What this exercise asks:
A. Copy the passage of the post on bullying from "Lots of articles, stories" to "at the moment.".
B. According to the post on bullying, which career did the writer switch to after nursing?
C. Extend the post on bullying past its final sentence.

Text shown:
Lots of articles, stories and links have been coming up on my Facebook news feed about bullying in different case scenarios which has got me thinking about my own experiences with this new age ‘deadly sin.’ The old phrase we used to say in the play ground doesn’t quite cut it in this day and age – ‘sticks and stones may break my bones, but names will never hurt me.’ It goes way beyond the teasing we used to get at school. The Internet, smartphones and the like make bullying much easier through Facebook, email, Twitter, snapchat, Instagram etc. Bullying has transformed from being delivered in a physical way towards a more mental insult. The ramifications of cyber bullying is more likely to lead to depression, self harm or for people to question self worth which are some of the leading health issues among young people at the moment.
I suppose I was taught about bullying at school when I was young but the subject came more under the topic of ‘do unto others as you would have them do unto you.’ I’m sure I can’t remember it as being as scary as it is today. I may have got teased for my choice of say a lunch at school that wasn’t everyone’s taste or the way I played hand-ball (my lack of eye/hand coordination) but must have been able to shrug the feelings of embarrassment and disappointment off by having had a positive upbringing in a loving family who helped guide my current morals and values in life. I survived my childhood and grew a bit of thick skin to the occasional tease.
Nursing, my first passion of a career I so desperately wanted and succeeded in following, is one profession known for bullying. Many have experienced acts of ‘horizontal violence’ from colleagues often driven by leadership hierarchy. I didn’t escape this either. I was humiliated at my workplace as I was pinned up again the wall in the corridor of the hospital in full view of everyone by a person in a superior position for speaking up in defence of myself, I was only telling my opinion and the truth as it was. As a mature aged student I changed my career from nursing to early childhood education. During my studying years at university completing my degree in early childhood education I was intrigued and saddened that this profession too had a statistical story to tell as well. I read a really interesting article by Louise Hard, a senior lecturer teaching leadership and management and wellness and wellbeing at the university I was studying at. She introduced her students to the ‘crab bucket mentality’ in a workplace environment, particularly early childhood. If a new person came into the centre with bright eyes and fresh ideas and shared their desires of change the ‘crab bucket mentality’ would come into action. Have you ever been crabbing down the beach searching under rocks for crabs and placing them in a bucket? Ever noticed that if one crab worked it’s way to the top to escape the others would pull it back into the bucket. That one new person in their new environment full of new and exciting ideas is that crab trying to reach for the top of the bucket. The crabs pulling them down are the colleagues who are resentful of change or think they need to knock them down a peg or two. These types of bullying experiences can make you stronger in character depending how you face them. I am very fortunate that I work with a brilliant team of individuals who bring out the best in me.

Data listing:
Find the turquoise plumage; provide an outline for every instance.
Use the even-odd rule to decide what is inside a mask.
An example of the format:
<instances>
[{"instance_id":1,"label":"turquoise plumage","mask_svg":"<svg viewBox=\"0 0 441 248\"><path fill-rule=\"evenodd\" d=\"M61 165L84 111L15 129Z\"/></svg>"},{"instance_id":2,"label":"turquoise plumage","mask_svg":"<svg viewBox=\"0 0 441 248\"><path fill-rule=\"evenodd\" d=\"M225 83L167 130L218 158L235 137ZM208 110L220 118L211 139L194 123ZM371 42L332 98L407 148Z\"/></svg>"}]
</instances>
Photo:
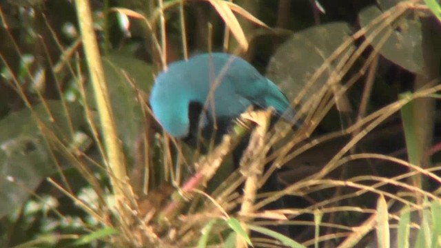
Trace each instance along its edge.
<instances>
[{"instance_id":1,"label":"turquoise plumage","mask_svg":"<svg viewBox=\"0 0 441 248\"><path fill-rule=\"evenodd\" d=\"M172 136L220 134L250 105L273 107L290 118L294 111L279 88L245 60L225 53L196 55L169 65L158 76L150 95L153 113Z\"/></svg>"}]
</instances>

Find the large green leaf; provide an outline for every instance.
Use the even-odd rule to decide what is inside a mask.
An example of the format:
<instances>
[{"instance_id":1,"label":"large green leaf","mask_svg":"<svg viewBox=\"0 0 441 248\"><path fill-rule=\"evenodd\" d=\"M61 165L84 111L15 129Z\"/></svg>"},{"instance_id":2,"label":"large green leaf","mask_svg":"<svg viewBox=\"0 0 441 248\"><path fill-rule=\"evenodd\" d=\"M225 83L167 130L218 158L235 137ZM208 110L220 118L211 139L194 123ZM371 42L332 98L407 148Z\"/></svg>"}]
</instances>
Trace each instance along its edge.
<instances>
[{"instance_id":1,"label":"large green leaf","mask_svg":"<svg viewBox=\"0 0 441 248\"><path fill-rule=\"evenodd\" d=\"M382 14L382 12L374 6L363 9L358 15L361 26L368 26L372 20ZM402 17L382 30L370 28L365 36L384 58L410 72L424 74L426 65L421 26L419 18ZM385 35L389 36L385 38ZM385 42L382 41L384 39L387 39Z\"/></svg>"},{"instance_id":2,"label":"large green leaf","mask_svg":"<svg viewBox=\"0 0 441 248\"><path fill-rule=\"evenodd\" d=\"M68 145L86 122L79 105L68 110L50 101L37 105L34 114L25 109L0 121L0 217L19 207L44 178L57 172L45 139L48 133L41 133L37 119L45 132Z\"/></svg>"},{"instance_id":3,"label":"large green leaf","mask_svg":"<svg viewBox=\"0 0 441 248\"><path fill-rule=\"evenodd\" d=\"M282 88L288 99L293 100L323 62L351 33L349 25L343 22L324 24L295 33L271 59L267 76ZM332 70L333 68L326 70L310 89L309 95L321 87Z\"/></svg>"}]
</instances>

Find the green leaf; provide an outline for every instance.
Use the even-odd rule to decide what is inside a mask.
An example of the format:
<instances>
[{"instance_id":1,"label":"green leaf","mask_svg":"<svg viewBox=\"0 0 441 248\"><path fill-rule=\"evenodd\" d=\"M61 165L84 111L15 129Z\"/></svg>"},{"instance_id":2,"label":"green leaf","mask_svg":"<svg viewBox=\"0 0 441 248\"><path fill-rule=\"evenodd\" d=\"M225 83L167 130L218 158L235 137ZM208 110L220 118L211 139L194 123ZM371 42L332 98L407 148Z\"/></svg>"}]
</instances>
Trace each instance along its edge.
<instances>
[{"instance_id":1,"label":"green leaf","mask_svg":"<svg viewBox=\"0 0 441 248\"><path fill-rule=\"evenodd\" d=\"M225 220L227 224L229 226L229 227L236 232L237 235L240 235L249 245L253 246L253 244L251 242L251 239L249 236L245 231L245 230L242 228L242 225L240 225L240 223L235 218L229 218Z\"/></svg>"},{"instance_id":2,"label":"green leaf","mask_svg":"<svg viewBox=\"0 0 441 248\"><path fill-rule=\"evenodd\" d=\"M81 245L87 245L90 243L93 240L99 240L107 236L118 234L119 232L112 227L105 227L101 229L95 231L90 234L81 236L78 240L76 240L74 245L79 246Z\"/></svg>"},{"instance_id":3,"label":"green leaf","mask_svg":"<svg viewBox=\"0 0 441 248\"><path fill-rule=\"evenodd\" d=\"M213 225L218 220L213 219L208 222L208 223L202 229L202 236L199 239L199 242L198 242L198 248L205 248L207 247L207 244L208 243L208 238L209 237L209 232L212 231L213 228Z\"/></svg>"},{"instance_id":4,"label":"green leaf","mask_svg":"<svg viewBox=\"0 0 441 248\"><path fill-rule=\"evenodd\" d=\"M409 97L411 93L407 92L400 95L400 99ZM407 156L409 161L418 165L422 154L419 154L418 137L416 134L415 125L415 103L411 101L404 105L400 110L402 124L404 128L404 137L406 139L406 147L407 148Z\"/></svg>"},{"instance_id":5,"label":"green leaf","mask_svg":"<svg viewBox=\"0 0 441 248\"><path fill-rule=\"evenodd\" d=\"M119 138L123 142L126 156L133 159L132 152L144 127L142 101L148 101L143 99L140 102L137 90L148 92L151 88L153 84L152 66L127 52L110 54L103 57L102 61ZM88 87L89 103L94 107L91 84ZM147 96L147 94L143 96Z\"/></svg>"},{"instance_id":6,"label":"green leaf","mask_svg":"<svg viewBox=\"0 0 441 248\"><path fill-rule=\"evenodd\" d=\"M398 223L398 235L397 241L398 247L409 248L410 235L411 213L409 206L401 209L400 222Z\"/></svg>"},{"instance_id":7,"label":"green leaf","mask_svg":"<svg viewBox=\"0 0 441 248\"><path fill-rule=\"evenodd\" d=\"M37 119L48 133L41 132ZM66 112L58 101L39 104L34 112L25 109L0 120L0 217L19 207L43 179L57 172L54 159L63 158L53 157L46 138L57 137L68 147L74 139L72 132L86 125L79 105L68 105ZM58 147L55 155L59 155Z\"/></svg>"},{"instance_id":8,"label":"green leaf","mask_svg":"<svg viewBox=\"0 0 441 248\"><path fill-rule=\"evenodd\" d=\"M301 244L294 241L294 240L285 236L283 234L280 234L277 231L274 231L273 230L269 229L265 227L258 227L256 225L248 225L250 229L260 233L262 234L265 234L269 237L271 237L277 240L280 241L284 245L288 246L289 247L294 248L306 248L306 247L302 245Z\"/></svg>"},{"instance_id":9,"label":"green leaf","mask_svg":"<svg viewBox=\"0 0 441 248\"><path fill-rule=\"evenodd\" d=\"M436 0L424 0L424 3L426 3L430 11L438 19L438 21L441 21L441 6L440 6L440 3Z\"/></svg>"},{"instance_id":10,"label":"green leaf","mask_svg":"<svg viewBox=\"0 0 441 248\"><path fill-rule=\"evenodd\" d=\"M296 32L276 51L266 76L293 100L317 69L351 34L350 26L344 22L327 23ZM334 65L329 65L305 99L316 94L325 84Z\"/></svg>"}]
</instances>

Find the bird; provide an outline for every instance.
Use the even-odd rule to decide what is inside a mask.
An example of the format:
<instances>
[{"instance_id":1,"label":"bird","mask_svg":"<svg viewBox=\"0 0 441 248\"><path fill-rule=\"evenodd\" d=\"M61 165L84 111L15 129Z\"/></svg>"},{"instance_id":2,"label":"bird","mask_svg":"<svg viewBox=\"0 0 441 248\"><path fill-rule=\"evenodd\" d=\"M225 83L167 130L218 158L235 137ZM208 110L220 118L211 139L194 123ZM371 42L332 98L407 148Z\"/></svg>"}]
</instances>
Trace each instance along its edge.
<instances>
[{"instance_id":1,"label":"bird","mask_svg":"<svg viewBox=\"0 0 441 248\"><path fill-rule=\"evenodd\" d=\"M223 52L201 54L169 64L155 80L150 103L153 115L168 134L199 148L200 134L205 139L214 137L214 143L218 143L232 121L250 106L272 107L276 118L297 125L296 122L292 123L296 112L274 83L244 59ZM236 167L249 138L233 151ZM280 190L277 174L277 172L271 174L259 191ZM284 206L282 198L264 209ZM287 226L270 228L289 234Z\"/></svg>"},{"instance_id":2,"label":"bird","mask_svg":"<svg viewBox=\"0 0 441 248\"><path fill-rule=\"evenodd\" d=\"M219 141L232 121L250 106L273 107L275 116L287 121L295 115L274 83L244 59L223 52L169 64L155 80L150 103L168 134L194 144L199 130L205 138L216 132Z\"/></svg>"}]
</instances>

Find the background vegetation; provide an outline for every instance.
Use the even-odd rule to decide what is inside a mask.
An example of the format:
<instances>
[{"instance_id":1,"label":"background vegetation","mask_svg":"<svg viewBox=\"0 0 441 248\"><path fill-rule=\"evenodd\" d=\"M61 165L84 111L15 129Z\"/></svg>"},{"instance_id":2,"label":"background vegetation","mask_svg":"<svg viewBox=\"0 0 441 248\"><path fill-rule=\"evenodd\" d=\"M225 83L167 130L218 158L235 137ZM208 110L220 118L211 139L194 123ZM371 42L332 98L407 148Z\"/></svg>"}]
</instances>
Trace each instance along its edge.
<instances>
[{"instance_id":1,"label":"background vegetation","mask_svg":"<svg viewBox=\"0 0 441 248\"><path fill-rule=\"evenodd\" d=\"M1 0L0 20L0 247L441 246L439 1ZM210 51L301 127L243 117L205 156L168 137L154 76Z\"/></svg>"}]
</instances>

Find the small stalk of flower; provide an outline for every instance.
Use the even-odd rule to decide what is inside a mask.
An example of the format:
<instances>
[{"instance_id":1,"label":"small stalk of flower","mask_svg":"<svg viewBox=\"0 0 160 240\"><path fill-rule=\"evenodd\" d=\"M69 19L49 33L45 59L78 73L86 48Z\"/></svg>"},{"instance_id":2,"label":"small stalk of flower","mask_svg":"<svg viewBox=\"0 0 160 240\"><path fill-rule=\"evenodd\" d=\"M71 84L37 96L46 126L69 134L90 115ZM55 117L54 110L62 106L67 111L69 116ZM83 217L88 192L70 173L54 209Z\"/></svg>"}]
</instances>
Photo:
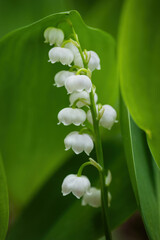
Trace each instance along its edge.
<instances>
[{"instance_id":1,"label":"small stalk of flower","mask_svg":"<svg viewBox=\"0 0 160 240\"><path fill-rule=\"evenodd\" d=\"M111 205L111 193L108 186L111 183L111 172L105 175L103 149L100 137L100 126L110 130L116 122L117 113L110 105L97 104L96 87L92 83L92 72L100 70L100 58L92 50L82 51L78 35L72 23L73 39L65 39L62 29L49 27L44 31L45 42L53 48L49 51L49 62L60 62L68 65L68 70L62 70L55 75L55 86L65 87L69 95L70 106L58 113L58 124L65 126L82 125L80 131L69 133L64 139L65 150L72 149L76 154L83 151L89 156L94 145L97 161L89 158L82 164L77 174L69 174L62 183L64 196L72 193L78 199L82 197L82 205L102 207L104 233L107 240L111 240L111 231L108 220L108 207ZM82 109L83 108L83 109ZM88 109L86 111L86 109ZM90 127L91 126L91 127ZM82 175L84 167L94 166L99 172L100 189L91 187L89 179Z\"/></svg>"}]
</instances>

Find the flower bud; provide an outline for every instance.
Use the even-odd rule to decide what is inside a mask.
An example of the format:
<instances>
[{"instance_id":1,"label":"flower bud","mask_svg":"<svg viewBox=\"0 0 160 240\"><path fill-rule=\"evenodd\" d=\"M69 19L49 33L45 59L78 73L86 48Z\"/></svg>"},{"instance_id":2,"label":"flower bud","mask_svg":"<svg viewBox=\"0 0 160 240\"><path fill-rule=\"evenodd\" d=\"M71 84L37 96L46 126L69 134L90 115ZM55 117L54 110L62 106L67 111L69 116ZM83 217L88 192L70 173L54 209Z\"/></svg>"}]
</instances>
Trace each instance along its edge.
<instances>
[{"instance_id":1,"label":"flower bud","mask_svg":"<svg viewBox=\"0 0 160 240\"><path fill-rule=\"evenodd\" d=\"M78 177L75 174L70 174L63 180L62 194L66 196L72 192L79 199L88 191L90 186L90 181L86 176Z\"/></svg>"},{"instance_id":2,"label":"flower bud","mask_svg":"<svg viewBox=\"0 0 160 240\"><path fill-rule=\"evenodd\" d=\"M89 155L94 147L93 140L88 134L79 134L76 131L71 132L66 136L64 144L65 150L72 148L76 154L84 151L87 155Z\"/></svg>"},{"instance_id":3,"label":"flower bud","mask_svg":"<svg viewBox=\"0 0 160 240\"><path fill-rule=\"evenodd\" d=\"M91 92L92 82L86 75L70 76L66 79L65 88L68 93L82 92L83 90Z\"/></svg>"},{"instance_id":4,"label":"flower bud","mask_svg":"<svg viewBox=\"0 0 160 240\"><path fill-rule=\"evenodd\" d=\"M74 55L74 65L76 65L80 68L83 68L84 67L83 60L81 58L81 54L79 53L78 48L71 42L66 43L64 47L68 48L72 51L72 53Z\"/></svg>"},{"instance_id":5,"label":"flower bud","mask_svg":"<svg viewBox=\"0 0 160 240\"><path fill-rule=\"evenodd\" d=\"M55 77L54 77L54 81L55 81L55 85L57 87L62 87L65 85L65 81L67 77L70 77L72 75L75 75L74 72L70 72L70 71L65 71L62 70L60 72L58 72Z\"/></svg>"},{"instance_id":6,"label":"flower bud","mask_svg":"<svg viewBox=\"0 0 160 240\"><path fill-rule=\"evenodd\" d=\"M103 113L99 121L99 125L110 130L115 123L117 117L115 109L110 105L103 105L99 113Z\"/></svg>"},{"instance_id":7,"label":"flower bud","mask_svg":"<svg viewBox=\"0 0 160 240\"><path fill-rule=\"evenodd\" d=\"M78 99L79 99L79 101L78 101ZM97 100L98 100L98 96L95 93L95 95L94 95L95 103L97 102ZM74 104L75 101L77 101L76 106L78 108L81 108L81 107L85 106L86 104L90 104L90 96L89 96L89 93L86 91L73 92L69 97L69 101L70 101L71 106Z\"/></svg>"},{"instance_id":8,"label":"flower bud","mask_svg":"<svg viewBox=\"0 0 160 240\"><path fill-rule=\"evenodd\" d=\"M87 51L88 57L90 57L89 62L88 62L88 68L91 71L94 71L95 69L100 70L100 59L99 56L97 55L96 52L94 51Z\"/></svg>"},{"instance_id":9,"label":"flower bud","mask_svg":"<svg viewBox=\"0 0 160 240\"><path fill-rule=\"evenodd\" d=\"M63 65L71 66L74 59L73 53L67 48L54 47L49 51L49 62L60 62Z\"/></svg>"},{"instance_id":10,"label":"flower bud","mask_svg":"<svg viewBox=\"0 0 160 240\"><path fill-rule=\"evenodd\" d=\"M95 187L90 188L82 199L82 205L90 205L91 207L98 208L101 206L101 191Z\"/></svg>"},{"instance_id":11,"label":"flower bud","mask_svg":"<svg viewBox=\"0 0 160 240\"><path fill-rule=\"evenodd\" d=\"M64 40L64 33L59 28L49 27L44 31L45 42L60 46Z\"/></svg>"},{"instance_id":12,"label":"flower bud","mask_svg":"<svg viewBox=\"0 0 160 240\"><path fill-rule=\"evenodd\" d=\"M63 123L65 126L74 124L79 126L86 120L86 113L82 109L77 108L64 108L58 113L59 123Z\"/></svg>"}]
</instances>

Answer list:
A.
Lots of articles, stories and links have been coming up on my Facebook news feed about bullying in different case scenarios which has got me thinking about my own experiences with this new age ‘deadly sin.’ The old phrase we used to say in the play ground doesn’t quite cut it in this day and age – ‘sticks and stones may break my bones, but names will never hurt me.’ It goes way beyond the teasing we used to get at school. The Internet, smartphones and the like make bullying much easier through Facebook, email, Twitter, snapchat, Instagram etc. Bullying has transformed from being delivered in a physical way towards a more mental insult. The ramifications of cyber bullying is more likely to lead to depression, self harm or for people to question self worth which are some of the leading health issues among young people at the moment.

B. Early childhood education.

C.
I was fortunate enough to be aware of my children being bullied and I’m forever grateful for our relationship in which they came to me for advice and guidance when they were hurting. I’m very proud that they turned out to be very fine well adjusted young adults. I hope some of my beliefs, morals and values have been passed down to them and they can share them with their own children. Wouldn’t it be a nicer place in the world without bullying! I work with our future generations in early childhood education so I’ve got an important role to help shape the minds of the young to develop the social skills to prevent and stop bullying. I will continue to take advantage of teachable moments. I will teach the children respect and empathy and set a good example and be a positive role model. Isn’t that what all parents want to teach their children?
Jacob was proud to be part of the Wollongong Diocese ‘Fix You’ anti-bullying video production that was filmed at his high school. The video is an anti-bullying learning and teaching resource to provide information and strategies for teachers. Jacob’s dream of becoming a cinematographer was a little bit more palpable for him by giving him the opportunity of being in the video. For the cinemaphotographer behind this production was the very person that took Jacob under his wing as his personal apprentice on many jobs which further ignited his passion. Jacob in fact bought this very talented man’s camera. The one that Jacob used in his own films on his YouTube channels and the one I’m using in his absence – capturing the world through his eyes through the lens of his camera, keeping us connected in the hope he sees what I see. I am very proud he will be still helping others without physically being on earth anymore because of this video, doing his bit to make it a better world to live in. As I watch the video tonight I will pause it on his beautiful face with his afro hair and cheeky grin and say ‘I wish I could have fixed you’ (by taking away the cancer).